> YOUR TASK:
What you return must match the records exactly, line for line.

> RECORD EXCERPTS:
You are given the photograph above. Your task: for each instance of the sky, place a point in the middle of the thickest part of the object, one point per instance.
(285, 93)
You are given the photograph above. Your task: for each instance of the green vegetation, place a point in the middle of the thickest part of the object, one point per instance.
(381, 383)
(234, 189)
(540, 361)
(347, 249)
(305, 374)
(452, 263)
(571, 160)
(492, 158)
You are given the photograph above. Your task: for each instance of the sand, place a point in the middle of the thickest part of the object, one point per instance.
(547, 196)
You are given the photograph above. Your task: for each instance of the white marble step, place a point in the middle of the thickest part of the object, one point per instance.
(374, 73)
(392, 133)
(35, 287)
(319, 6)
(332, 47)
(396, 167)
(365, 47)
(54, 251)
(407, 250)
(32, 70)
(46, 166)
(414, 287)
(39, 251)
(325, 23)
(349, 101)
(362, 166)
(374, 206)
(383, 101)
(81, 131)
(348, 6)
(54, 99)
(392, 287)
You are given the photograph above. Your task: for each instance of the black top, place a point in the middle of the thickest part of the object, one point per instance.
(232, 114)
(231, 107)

> ANSWER TO THE PROBLEM:
You are given the photograph above. Your task: for each instance of the sky, place a point in the middle of the thickest part of the object, one point per instance.
(285, 93)
You are given the photograph above. Your task: for each instance of the green vegetation, place a point in the middle of the thickest part of the object, one point per instance.
(381, 383)
(234, 189)
(540, 361)
(347, 249)
(305, 374)
(452, 263)
(571, 160)
(492, 158)
You are given the photograph above. Your task: for each instance of the sand, place a point in the middle of the thickest part of the object, one point per instance.
(547, 196)
You are given the photograph above. Your task: for each instance of the white marble step, place a point in the middle of the thickest part of the object, one point per instance.
(374, 73)
(392, 133)
(35, 287)
(319, 6)
(332, 47)
(396, 167)
(365, 47)
(54, 251)
(407, 250)
(32, 70)
(46, 166)
(414, 287)
(39, 251)
(325, 23)
(349, 101)
(362, 166)
(374, 206)
(383, 101)
(81, 131)
(348, 6)
(54, 99)
(392, 287)
You are given the photograph above. Your task: for each instance of the black top, place a point in the middle of the thickest part of the object, one point per instance.
(232, 114)
(231, 107)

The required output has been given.